*** Source material Section Begins ***

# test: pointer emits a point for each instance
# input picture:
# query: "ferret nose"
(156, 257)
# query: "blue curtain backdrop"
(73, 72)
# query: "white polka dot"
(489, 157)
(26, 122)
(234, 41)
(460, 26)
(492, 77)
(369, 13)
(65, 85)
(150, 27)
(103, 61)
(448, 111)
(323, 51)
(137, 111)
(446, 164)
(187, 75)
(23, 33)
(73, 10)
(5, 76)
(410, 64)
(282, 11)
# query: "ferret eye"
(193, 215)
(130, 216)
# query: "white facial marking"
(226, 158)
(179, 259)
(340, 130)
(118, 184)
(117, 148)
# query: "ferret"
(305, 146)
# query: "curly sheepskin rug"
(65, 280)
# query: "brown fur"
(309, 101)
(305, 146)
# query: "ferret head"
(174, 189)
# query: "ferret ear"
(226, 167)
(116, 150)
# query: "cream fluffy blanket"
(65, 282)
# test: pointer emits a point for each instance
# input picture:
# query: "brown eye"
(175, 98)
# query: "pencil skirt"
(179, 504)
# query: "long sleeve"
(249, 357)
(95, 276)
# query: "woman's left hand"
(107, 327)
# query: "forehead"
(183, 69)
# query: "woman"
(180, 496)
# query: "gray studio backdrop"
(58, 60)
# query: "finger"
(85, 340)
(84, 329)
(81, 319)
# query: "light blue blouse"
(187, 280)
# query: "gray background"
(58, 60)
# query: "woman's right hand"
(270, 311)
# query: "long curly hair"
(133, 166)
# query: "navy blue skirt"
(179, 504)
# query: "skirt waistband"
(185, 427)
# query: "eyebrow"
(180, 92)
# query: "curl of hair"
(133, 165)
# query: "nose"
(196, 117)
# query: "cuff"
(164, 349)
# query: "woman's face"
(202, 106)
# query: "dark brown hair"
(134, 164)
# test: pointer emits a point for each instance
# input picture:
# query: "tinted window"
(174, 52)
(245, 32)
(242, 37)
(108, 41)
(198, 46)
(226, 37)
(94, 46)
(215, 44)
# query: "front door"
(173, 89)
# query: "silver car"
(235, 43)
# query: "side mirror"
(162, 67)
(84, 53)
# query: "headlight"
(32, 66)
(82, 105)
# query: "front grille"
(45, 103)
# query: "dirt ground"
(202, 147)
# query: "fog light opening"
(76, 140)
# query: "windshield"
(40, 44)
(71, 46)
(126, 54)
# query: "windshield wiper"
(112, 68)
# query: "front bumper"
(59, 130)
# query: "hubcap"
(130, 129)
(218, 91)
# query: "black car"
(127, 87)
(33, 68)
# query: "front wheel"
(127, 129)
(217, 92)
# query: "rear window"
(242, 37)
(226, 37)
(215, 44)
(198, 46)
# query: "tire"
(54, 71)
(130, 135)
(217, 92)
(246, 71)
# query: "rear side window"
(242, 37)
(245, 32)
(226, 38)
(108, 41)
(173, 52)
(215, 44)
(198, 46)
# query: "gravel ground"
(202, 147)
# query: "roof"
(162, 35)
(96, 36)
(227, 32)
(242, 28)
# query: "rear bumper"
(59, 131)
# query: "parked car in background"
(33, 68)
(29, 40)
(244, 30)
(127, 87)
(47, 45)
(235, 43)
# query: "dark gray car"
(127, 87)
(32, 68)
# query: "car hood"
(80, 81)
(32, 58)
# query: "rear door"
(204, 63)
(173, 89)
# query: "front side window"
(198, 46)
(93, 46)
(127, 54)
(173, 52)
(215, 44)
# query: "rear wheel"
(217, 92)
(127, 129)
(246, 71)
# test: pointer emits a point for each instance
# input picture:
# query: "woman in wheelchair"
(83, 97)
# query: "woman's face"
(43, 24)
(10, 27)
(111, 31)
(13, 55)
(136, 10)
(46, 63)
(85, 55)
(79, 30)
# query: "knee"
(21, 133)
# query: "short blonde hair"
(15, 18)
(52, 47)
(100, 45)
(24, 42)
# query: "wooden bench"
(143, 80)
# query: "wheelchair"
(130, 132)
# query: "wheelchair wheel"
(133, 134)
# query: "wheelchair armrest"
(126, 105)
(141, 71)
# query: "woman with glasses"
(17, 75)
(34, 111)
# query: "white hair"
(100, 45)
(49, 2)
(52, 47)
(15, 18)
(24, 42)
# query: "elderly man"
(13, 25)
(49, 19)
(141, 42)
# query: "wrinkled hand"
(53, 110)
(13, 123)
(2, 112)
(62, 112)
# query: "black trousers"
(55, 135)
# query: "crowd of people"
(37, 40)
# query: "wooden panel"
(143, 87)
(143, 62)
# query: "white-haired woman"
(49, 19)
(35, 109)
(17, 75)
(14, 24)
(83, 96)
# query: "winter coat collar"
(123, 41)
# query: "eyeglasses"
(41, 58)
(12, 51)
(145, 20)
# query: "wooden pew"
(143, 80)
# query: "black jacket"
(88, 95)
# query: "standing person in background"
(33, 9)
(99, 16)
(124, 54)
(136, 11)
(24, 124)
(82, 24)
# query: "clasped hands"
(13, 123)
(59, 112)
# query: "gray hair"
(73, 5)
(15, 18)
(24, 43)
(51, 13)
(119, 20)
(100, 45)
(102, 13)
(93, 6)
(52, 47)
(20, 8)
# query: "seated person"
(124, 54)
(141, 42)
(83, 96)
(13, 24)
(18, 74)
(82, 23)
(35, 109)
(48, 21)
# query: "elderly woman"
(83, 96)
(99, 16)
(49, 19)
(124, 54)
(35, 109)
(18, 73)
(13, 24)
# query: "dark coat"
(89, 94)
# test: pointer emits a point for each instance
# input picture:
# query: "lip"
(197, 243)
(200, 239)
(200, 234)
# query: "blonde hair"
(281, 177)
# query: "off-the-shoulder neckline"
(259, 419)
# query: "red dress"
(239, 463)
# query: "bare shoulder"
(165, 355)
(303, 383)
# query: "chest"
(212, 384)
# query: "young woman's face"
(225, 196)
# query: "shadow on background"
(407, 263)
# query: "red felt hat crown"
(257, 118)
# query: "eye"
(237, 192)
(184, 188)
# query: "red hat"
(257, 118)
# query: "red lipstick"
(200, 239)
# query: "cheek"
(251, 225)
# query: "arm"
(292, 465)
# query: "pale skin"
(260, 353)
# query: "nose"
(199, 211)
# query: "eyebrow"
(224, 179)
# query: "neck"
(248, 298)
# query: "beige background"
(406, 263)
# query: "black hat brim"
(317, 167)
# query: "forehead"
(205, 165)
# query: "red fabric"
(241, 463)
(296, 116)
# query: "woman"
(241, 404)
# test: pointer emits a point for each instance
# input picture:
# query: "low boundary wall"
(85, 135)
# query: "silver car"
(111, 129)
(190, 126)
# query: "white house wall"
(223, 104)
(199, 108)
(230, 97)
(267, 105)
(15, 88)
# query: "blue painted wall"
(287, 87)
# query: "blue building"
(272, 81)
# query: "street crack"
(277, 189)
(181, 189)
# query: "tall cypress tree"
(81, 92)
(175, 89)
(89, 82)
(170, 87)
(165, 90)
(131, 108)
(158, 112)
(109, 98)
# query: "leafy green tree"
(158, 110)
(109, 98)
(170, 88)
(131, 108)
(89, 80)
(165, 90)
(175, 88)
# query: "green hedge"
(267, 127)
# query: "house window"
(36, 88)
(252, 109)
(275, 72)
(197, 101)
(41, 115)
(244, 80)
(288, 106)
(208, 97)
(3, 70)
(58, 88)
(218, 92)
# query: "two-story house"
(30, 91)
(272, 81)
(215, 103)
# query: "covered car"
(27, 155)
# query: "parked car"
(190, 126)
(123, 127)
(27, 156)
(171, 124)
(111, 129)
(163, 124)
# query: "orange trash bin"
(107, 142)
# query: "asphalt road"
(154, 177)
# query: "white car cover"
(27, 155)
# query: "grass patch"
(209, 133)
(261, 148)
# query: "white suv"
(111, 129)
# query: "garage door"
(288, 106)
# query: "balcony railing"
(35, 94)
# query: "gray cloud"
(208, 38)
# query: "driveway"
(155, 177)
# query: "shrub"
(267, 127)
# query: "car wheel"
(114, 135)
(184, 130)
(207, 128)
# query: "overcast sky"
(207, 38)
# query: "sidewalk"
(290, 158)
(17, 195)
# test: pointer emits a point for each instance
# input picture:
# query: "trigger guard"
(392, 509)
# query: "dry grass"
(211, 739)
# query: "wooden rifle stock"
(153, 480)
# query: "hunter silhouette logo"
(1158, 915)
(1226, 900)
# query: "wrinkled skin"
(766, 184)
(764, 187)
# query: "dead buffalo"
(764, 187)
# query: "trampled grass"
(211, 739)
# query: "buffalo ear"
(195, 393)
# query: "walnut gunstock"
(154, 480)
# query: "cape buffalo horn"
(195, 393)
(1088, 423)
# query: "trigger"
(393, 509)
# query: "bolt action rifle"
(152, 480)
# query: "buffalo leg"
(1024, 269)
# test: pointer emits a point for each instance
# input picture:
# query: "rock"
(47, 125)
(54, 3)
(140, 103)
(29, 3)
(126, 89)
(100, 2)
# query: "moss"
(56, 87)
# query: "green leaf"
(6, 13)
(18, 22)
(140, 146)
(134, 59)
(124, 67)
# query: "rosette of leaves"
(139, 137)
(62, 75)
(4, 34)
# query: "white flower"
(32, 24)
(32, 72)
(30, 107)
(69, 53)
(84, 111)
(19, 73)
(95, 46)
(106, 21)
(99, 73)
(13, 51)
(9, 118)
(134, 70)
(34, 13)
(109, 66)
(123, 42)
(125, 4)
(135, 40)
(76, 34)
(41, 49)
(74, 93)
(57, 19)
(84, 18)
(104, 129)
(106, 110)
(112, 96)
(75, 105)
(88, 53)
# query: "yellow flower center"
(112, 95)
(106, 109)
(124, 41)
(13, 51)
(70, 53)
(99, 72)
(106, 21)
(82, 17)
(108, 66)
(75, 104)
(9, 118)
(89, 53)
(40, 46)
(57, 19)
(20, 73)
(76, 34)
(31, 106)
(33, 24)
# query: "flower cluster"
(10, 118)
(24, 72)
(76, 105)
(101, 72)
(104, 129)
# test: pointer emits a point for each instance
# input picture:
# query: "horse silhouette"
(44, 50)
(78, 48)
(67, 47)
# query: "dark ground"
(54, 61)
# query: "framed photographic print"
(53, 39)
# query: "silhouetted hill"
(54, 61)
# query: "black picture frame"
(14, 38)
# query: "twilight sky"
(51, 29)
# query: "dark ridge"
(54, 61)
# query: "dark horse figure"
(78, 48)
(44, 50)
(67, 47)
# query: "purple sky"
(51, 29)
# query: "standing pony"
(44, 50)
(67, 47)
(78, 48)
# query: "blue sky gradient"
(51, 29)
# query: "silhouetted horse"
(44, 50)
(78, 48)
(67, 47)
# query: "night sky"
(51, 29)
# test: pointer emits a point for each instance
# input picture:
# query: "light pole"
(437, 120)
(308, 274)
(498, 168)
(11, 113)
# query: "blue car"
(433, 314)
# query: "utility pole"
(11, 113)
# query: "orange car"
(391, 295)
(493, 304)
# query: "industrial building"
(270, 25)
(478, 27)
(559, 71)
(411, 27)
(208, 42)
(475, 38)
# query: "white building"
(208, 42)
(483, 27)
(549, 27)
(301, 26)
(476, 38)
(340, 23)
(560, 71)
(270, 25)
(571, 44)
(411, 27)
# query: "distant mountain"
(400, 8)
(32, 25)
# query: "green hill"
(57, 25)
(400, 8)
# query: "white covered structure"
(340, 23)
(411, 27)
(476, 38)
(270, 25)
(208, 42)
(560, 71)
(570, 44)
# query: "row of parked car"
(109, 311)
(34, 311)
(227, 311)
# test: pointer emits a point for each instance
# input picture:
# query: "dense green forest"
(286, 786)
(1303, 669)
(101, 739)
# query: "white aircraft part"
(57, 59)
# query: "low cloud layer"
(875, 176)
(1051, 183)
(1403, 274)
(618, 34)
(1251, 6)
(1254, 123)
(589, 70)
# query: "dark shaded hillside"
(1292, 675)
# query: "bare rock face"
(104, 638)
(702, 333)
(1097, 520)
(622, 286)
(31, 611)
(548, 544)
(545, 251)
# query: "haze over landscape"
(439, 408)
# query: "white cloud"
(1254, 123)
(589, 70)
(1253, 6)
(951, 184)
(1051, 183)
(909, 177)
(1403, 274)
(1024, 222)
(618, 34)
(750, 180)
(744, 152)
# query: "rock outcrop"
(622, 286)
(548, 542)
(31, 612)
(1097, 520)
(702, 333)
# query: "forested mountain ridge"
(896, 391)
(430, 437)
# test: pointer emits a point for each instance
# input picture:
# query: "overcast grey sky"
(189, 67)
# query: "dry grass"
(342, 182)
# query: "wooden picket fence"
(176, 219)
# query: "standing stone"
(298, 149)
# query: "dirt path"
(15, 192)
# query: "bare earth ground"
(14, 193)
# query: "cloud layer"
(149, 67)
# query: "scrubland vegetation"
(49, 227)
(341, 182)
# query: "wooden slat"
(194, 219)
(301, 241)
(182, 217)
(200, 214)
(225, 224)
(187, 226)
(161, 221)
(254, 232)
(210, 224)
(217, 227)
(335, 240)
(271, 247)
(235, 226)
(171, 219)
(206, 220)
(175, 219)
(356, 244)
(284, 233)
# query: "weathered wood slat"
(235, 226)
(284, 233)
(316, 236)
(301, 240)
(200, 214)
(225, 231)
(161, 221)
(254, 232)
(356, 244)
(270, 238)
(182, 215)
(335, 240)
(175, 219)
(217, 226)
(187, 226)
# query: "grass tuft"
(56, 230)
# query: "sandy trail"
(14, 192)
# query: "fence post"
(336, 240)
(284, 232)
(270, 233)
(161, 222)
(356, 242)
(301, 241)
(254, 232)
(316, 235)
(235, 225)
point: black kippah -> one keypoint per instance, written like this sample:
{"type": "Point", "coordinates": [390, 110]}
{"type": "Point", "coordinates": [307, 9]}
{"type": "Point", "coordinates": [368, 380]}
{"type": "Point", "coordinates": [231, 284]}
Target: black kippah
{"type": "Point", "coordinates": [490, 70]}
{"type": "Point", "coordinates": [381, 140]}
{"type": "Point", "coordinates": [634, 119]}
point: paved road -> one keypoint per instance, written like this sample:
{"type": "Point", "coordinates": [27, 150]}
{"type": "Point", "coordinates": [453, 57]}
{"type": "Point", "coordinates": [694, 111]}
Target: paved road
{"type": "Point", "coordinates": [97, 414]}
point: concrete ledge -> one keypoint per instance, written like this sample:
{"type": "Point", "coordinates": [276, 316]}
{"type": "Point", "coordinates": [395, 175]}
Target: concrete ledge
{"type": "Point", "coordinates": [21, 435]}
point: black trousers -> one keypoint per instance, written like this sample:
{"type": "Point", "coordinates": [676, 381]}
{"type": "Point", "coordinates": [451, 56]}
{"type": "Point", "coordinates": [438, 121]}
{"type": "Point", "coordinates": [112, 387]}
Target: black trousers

*** Source material Section Ends ***

Activity: Scan the records above. Return every line with "this" in it.

Output below:
point: black kippah -> one keypoint per instance, written like this sample:
point: paved road -> one keypoint per instance, written like this sample:
point: concrete ledge -> one keypoint per instance, written like this sample:
point: black trousers -> one keypoint per instance, written like this sample:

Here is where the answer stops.